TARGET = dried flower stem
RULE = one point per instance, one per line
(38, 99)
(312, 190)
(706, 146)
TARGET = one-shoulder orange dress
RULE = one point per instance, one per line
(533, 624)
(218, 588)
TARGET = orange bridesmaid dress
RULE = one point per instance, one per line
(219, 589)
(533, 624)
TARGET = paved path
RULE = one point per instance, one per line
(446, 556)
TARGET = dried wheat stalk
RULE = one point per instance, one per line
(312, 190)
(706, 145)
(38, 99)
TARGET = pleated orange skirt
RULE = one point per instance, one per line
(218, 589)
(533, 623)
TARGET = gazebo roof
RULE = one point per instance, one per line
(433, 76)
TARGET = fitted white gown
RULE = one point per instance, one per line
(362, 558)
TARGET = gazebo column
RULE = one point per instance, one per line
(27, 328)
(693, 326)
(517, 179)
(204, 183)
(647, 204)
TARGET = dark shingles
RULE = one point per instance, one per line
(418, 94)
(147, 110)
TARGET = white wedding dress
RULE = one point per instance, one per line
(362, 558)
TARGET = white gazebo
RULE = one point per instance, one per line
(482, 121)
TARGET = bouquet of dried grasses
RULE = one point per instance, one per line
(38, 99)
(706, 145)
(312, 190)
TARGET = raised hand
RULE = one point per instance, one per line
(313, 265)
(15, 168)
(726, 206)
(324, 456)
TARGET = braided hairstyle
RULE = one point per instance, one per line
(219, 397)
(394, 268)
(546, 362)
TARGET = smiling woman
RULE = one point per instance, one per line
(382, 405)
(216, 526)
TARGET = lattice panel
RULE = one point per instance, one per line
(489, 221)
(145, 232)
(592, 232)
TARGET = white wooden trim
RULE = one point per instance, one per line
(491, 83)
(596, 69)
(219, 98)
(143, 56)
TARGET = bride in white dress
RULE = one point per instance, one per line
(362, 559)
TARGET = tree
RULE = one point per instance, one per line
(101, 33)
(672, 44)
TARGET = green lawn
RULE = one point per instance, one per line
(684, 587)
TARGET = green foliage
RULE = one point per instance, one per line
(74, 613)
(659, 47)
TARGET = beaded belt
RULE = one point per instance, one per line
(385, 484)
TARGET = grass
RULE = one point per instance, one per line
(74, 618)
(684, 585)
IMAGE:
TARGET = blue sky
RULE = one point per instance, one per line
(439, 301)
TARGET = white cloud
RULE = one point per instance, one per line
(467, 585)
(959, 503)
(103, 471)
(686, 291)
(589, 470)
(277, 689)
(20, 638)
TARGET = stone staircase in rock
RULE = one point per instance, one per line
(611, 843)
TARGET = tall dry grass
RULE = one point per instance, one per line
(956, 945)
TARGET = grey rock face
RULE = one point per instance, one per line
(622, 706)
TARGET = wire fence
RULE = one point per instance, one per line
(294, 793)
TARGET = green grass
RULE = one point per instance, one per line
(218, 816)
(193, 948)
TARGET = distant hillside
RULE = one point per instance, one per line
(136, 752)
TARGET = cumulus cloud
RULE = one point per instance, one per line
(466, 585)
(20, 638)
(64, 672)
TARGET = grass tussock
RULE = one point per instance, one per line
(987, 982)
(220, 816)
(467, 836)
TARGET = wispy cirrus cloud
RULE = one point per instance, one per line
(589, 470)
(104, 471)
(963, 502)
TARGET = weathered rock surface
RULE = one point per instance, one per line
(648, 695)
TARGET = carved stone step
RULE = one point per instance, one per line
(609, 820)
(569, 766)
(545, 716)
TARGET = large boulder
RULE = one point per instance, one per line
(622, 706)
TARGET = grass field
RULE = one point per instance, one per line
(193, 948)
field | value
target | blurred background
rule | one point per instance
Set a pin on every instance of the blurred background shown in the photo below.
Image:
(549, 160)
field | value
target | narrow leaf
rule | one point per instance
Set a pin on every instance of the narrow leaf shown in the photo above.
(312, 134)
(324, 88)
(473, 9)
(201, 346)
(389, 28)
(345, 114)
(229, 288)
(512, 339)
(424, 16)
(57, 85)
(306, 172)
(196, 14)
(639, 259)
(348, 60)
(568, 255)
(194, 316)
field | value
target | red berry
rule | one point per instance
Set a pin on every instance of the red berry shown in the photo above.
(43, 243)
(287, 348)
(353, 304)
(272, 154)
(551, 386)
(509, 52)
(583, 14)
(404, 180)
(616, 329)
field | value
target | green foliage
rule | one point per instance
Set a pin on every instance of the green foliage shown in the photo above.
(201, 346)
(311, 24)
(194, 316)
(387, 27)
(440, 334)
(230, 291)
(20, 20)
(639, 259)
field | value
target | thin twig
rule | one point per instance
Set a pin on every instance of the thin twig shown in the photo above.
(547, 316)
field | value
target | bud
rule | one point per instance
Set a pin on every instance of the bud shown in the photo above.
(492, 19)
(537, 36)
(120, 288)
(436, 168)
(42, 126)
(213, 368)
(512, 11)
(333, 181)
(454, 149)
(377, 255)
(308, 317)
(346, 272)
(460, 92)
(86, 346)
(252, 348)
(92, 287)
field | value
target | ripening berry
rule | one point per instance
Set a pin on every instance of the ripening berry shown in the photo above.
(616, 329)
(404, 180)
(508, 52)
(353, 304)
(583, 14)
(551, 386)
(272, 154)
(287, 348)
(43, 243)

**Description of the task**
List every line in the listing above that contains the string "gazebo", treating uppercase and lowercase as different.

**Response to this task**
TARGET = gazebo roof
TARGET = gazebo column
TARGET = white gazebo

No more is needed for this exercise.